A FUNCTION or GUI INTERFACE MANUAL explains what each “button”, or the graphic user interface (GUI) element that one sees on a screen, is all about and how does it behave when one clicks on or interacts with it.
For example, such a button guide would explain that if you click the File menu option, a drop-down list will display other sub-options including Save and Save As, etc.
Such guides explain in a static manner what the response will be when you click on various text links, menu options and command buttons.
These are relatively easier to write since all you need is the software itself. Even beginning technical writers can click their way around the GUI and write down their observations. The result is a basic inventory of screen element behaviors.
A PROCEDURAL GUIDE, on the other hand, is a much harder document to write because it requires not only a thorough knowledge of “which button does what,” but also an understanding of the performance goals of the audience, and the outputs that the software delivers to meet those performance expectations.
It requires an understanding of how the audience (end users) actually do use the software and what they expect the software to accomplish.
Once the writer has a clear idea about what the audience is trying to accomplish with the product and thus what the software is supposed to accomplish, then he or she can identify the procedures that are most important for the user and for the system administrator who is supposed to configure the system.
The writer’s task is to break down those procedures into sequential, mutually exclusive and non-redundant steps so that the user can follow the tutorial easily.
These are the sort of complex documents that novice technical writers find harder to author. Without such procedural tutorials, a “button guide” alone is not enough to alleviate customer frustration.
Why frustration? Let’s explain it with an example…
Imagine you are trying to fly an airplane and the “User Guide” you have identifies and explains what each and every part and button on an airplane does WITHOUT however actually explaining what sequential steps you need to perform (in what sequence and combination you need to use all those buttons and controls) to fly the airplane.
Wouldn’t you be frustrated if you lacked such a procedural tutorial?
An ideal software manual set includes BOTH types of manuals since they are complementary and equally necessary.

Given task 1:
Answer these questions from the text on software manuals:
(a) In a button guide, what happens when you click the File menu option?
(b) Besides knowing which button does what, what else does a procedural guide require the writer to understand?
(c) What does an ideal software manual set include?
Given task 2:
According to the text on software manuals, why is a function or GUI interface manual relatively easier to write? Answer in one to three sentences.
Given task 3:
Print everything in the text on software manuals from "Such guides explain" down to "software to accomplish.".
The records have no connection to the text on software manuals.

Data:
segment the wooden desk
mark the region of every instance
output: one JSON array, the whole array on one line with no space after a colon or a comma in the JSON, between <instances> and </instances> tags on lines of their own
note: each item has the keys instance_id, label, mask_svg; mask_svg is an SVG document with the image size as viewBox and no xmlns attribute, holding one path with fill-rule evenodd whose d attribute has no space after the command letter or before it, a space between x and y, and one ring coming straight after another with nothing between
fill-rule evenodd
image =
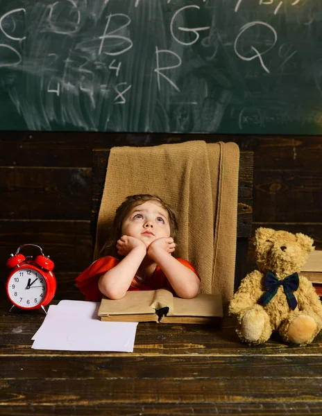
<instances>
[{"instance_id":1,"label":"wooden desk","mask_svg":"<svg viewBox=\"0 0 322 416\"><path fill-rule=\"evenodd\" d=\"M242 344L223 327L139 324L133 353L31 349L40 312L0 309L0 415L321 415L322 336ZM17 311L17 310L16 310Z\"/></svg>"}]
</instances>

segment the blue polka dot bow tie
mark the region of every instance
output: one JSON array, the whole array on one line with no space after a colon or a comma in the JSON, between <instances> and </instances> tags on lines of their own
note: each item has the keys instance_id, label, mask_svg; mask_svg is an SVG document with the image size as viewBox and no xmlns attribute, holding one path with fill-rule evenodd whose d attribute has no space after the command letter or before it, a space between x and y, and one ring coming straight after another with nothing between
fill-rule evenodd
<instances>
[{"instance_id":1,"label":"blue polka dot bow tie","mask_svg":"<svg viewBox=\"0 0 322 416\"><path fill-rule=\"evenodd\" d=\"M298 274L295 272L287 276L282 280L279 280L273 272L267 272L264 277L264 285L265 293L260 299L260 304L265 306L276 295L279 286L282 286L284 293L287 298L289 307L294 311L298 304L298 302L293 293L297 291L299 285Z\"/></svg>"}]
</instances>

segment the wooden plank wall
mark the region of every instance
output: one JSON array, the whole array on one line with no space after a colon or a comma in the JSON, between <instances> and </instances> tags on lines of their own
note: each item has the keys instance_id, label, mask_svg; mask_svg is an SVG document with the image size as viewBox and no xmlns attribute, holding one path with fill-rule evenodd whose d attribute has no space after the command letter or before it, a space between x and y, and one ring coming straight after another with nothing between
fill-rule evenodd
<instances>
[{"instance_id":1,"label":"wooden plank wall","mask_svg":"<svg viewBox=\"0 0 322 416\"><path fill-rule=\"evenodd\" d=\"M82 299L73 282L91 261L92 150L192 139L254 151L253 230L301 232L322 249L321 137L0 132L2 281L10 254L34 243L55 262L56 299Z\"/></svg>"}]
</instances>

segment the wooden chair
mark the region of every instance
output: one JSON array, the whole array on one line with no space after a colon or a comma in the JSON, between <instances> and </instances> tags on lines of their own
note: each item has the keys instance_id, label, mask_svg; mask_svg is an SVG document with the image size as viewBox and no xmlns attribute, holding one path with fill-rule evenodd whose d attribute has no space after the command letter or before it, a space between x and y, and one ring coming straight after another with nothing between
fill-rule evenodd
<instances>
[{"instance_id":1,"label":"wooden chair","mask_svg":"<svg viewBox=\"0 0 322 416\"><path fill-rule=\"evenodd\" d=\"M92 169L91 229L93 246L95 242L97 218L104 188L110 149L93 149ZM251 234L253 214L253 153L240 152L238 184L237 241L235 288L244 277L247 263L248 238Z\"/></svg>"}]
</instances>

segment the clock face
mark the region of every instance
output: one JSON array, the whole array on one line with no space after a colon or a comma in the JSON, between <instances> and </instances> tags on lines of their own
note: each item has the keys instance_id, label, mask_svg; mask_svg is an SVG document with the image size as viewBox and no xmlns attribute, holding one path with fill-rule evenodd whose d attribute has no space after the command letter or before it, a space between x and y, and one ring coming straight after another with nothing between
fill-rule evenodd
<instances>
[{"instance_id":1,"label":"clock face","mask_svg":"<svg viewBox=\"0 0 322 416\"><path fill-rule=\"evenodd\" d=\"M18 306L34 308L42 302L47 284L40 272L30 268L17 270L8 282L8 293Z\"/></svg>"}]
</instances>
* * *
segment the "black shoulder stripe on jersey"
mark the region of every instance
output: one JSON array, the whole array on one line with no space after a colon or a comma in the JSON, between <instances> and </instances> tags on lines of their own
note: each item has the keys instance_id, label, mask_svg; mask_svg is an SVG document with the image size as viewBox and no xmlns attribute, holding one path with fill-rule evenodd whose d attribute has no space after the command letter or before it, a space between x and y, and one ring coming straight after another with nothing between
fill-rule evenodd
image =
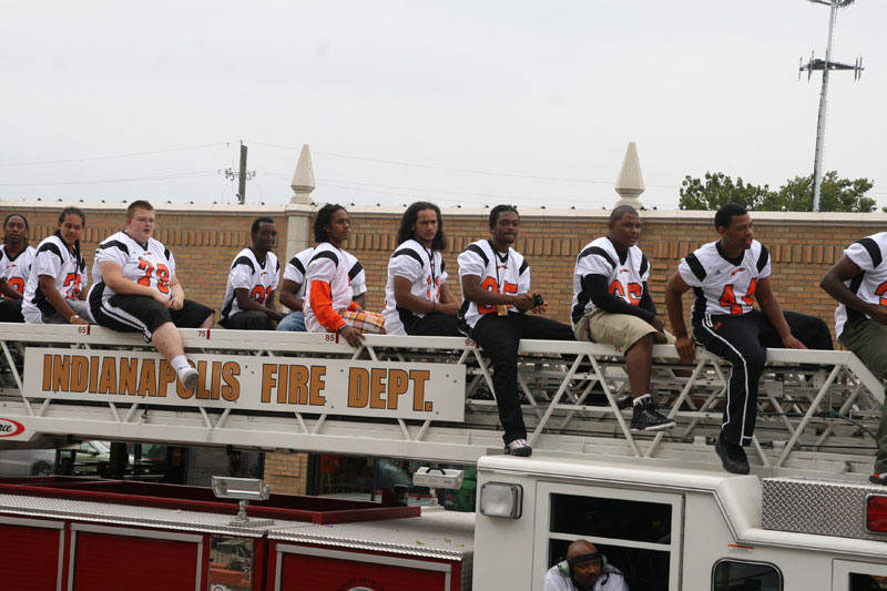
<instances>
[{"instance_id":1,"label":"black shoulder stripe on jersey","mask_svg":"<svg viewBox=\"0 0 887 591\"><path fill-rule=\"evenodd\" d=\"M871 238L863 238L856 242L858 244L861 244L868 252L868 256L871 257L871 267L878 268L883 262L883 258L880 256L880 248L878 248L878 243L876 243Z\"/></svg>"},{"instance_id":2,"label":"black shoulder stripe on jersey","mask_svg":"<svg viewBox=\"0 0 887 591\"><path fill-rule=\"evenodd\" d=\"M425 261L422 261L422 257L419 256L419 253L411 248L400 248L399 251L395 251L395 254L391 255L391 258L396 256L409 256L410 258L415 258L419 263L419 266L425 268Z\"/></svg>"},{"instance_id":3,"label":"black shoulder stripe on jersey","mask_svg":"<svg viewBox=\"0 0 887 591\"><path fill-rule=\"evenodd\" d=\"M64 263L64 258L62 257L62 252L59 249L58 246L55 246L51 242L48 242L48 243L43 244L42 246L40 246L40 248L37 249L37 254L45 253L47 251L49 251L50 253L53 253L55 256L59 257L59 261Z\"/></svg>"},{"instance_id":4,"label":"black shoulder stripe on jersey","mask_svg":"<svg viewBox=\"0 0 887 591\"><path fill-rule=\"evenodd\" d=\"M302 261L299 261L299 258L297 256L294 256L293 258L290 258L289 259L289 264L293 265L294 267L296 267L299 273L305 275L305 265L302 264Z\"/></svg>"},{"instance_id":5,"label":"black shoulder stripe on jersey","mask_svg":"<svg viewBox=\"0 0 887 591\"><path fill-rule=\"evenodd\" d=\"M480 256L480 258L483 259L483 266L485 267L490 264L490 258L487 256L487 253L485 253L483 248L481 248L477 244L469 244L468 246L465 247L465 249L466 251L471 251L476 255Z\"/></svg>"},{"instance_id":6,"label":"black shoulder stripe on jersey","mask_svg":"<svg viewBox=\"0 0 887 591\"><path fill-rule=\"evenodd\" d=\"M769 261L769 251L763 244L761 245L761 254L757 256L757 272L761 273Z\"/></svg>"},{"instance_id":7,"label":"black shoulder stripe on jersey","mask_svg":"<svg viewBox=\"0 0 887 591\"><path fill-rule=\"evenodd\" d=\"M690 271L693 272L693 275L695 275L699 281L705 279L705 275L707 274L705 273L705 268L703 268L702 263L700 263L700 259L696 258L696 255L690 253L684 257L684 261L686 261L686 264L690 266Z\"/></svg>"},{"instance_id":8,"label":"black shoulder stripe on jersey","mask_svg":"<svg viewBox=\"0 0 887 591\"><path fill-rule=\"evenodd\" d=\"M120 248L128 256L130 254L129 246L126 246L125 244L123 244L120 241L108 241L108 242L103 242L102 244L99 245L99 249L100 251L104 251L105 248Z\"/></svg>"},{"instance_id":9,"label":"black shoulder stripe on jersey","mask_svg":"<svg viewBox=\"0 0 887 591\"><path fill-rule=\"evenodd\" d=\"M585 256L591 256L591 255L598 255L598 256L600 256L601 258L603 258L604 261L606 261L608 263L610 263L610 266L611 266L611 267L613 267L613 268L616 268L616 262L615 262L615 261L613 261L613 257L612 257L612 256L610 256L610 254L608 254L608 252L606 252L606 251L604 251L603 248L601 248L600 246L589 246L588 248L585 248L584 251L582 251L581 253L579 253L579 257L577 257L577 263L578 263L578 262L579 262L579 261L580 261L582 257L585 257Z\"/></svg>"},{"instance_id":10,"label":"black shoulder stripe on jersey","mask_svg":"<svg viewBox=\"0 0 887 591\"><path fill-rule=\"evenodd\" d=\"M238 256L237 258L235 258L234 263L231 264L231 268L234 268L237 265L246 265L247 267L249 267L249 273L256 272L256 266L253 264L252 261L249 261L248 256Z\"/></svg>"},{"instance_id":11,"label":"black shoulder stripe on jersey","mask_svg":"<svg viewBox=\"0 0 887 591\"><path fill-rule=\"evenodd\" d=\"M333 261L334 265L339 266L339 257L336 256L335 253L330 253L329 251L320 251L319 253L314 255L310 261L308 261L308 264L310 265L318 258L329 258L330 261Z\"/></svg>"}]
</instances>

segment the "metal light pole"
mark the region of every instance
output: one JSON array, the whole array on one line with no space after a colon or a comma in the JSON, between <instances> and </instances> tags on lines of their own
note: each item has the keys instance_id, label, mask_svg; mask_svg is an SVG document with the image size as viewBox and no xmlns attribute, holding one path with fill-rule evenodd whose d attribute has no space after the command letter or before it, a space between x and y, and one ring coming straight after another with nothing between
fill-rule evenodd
...
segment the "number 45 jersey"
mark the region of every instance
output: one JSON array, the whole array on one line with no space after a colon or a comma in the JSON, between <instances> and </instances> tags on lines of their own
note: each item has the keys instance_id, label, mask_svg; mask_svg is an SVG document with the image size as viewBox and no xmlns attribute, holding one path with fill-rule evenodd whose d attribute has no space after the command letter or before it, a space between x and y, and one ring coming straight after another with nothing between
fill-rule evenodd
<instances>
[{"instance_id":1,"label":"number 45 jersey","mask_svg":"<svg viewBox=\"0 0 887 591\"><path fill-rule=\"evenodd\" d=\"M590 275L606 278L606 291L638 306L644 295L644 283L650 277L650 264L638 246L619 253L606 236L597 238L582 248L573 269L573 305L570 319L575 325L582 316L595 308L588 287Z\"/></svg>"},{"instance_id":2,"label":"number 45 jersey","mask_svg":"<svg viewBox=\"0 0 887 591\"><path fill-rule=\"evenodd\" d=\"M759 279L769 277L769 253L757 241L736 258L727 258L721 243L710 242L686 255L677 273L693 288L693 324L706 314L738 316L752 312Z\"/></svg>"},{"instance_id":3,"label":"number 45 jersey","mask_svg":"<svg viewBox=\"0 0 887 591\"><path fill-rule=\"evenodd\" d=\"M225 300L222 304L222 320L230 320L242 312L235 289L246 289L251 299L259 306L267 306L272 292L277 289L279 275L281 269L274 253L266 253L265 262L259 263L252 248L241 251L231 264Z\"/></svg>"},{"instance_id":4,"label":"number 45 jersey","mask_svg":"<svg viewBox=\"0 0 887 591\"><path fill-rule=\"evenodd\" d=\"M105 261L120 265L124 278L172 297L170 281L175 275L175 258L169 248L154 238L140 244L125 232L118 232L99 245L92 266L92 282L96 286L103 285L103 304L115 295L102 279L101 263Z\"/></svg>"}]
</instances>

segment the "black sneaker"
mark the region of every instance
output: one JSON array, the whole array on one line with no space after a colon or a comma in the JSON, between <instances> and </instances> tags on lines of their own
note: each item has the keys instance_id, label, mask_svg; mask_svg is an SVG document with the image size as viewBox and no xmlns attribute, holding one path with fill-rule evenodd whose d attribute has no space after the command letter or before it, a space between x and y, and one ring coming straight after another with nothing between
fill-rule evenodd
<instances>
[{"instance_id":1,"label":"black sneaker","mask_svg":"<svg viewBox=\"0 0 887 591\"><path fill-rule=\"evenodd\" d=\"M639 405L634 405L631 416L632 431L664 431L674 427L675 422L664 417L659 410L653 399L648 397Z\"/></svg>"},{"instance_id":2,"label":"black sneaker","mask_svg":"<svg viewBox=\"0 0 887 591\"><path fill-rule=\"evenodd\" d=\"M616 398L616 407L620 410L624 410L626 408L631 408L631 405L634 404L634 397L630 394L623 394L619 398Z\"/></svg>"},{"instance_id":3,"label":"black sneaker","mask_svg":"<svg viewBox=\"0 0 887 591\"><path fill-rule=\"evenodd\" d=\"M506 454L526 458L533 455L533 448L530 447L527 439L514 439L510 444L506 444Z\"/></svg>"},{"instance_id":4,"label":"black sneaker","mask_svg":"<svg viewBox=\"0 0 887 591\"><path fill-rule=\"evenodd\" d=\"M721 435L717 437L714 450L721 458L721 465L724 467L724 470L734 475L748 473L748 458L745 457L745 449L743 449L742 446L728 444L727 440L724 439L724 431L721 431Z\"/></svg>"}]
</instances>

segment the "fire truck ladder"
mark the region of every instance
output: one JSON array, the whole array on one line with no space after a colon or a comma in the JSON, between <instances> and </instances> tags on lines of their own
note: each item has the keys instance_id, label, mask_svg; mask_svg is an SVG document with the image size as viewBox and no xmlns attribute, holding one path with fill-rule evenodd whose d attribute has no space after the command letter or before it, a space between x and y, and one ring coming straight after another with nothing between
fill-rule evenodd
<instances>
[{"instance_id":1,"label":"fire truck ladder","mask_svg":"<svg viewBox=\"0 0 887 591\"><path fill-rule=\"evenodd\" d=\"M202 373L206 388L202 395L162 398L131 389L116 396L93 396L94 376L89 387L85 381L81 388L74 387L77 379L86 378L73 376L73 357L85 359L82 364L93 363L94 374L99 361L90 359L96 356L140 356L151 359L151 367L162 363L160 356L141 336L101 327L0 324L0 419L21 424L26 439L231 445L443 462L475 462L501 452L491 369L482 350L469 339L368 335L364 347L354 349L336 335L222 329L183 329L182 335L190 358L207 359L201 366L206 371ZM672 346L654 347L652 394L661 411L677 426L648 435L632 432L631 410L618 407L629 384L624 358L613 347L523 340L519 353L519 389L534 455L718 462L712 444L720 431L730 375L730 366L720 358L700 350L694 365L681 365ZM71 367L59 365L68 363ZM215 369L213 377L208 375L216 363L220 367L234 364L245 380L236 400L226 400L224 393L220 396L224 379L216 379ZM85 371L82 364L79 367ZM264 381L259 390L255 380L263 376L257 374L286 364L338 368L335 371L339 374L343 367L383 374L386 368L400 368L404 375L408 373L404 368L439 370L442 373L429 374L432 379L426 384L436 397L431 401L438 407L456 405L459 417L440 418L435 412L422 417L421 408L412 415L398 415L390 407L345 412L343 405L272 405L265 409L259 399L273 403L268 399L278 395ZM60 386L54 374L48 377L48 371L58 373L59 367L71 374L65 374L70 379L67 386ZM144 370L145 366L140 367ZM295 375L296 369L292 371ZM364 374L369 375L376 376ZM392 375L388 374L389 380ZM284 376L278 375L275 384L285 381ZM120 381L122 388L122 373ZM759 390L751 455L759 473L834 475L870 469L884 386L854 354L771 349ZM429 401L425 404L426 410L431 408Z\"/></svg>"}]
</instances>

Worked solution 1:
(a) A drop-down list appears with other sub-options, including Save and Save As.
(b) The performance goals of the audience and the outputs the software delivers to meet those performance expectations.
(c) Both types of manuals, the function (GUI interface) manual and the procedural guide.

Worked solution 2:
The writer needs only the software itself. Even beginning technical writers can click through the GUI and record what they observe, which produces a basic inventory of how the screen elements behave.

Worked solution 3:
Such guides explain in a static manner what the response will be when you click on various text links, menu options and command buttons.
These are relatively easier to write since all you need is the software itself. Even beginning technical writers can click their way around the GUI and write down their observations. The result is a basic inventory of screen element behaviors.
A PROCEDURAL GUIDE, on the other hand, is a much harder document to write because it requires not only a thorough knowledge of “which button does what,” but also an understanding of the performance goals of the audience, and the outputs that the software delivers to meet those performance expectations.
It requires an understanding of how the audience (end users) actually do use the software and what they expect the software to accomplish.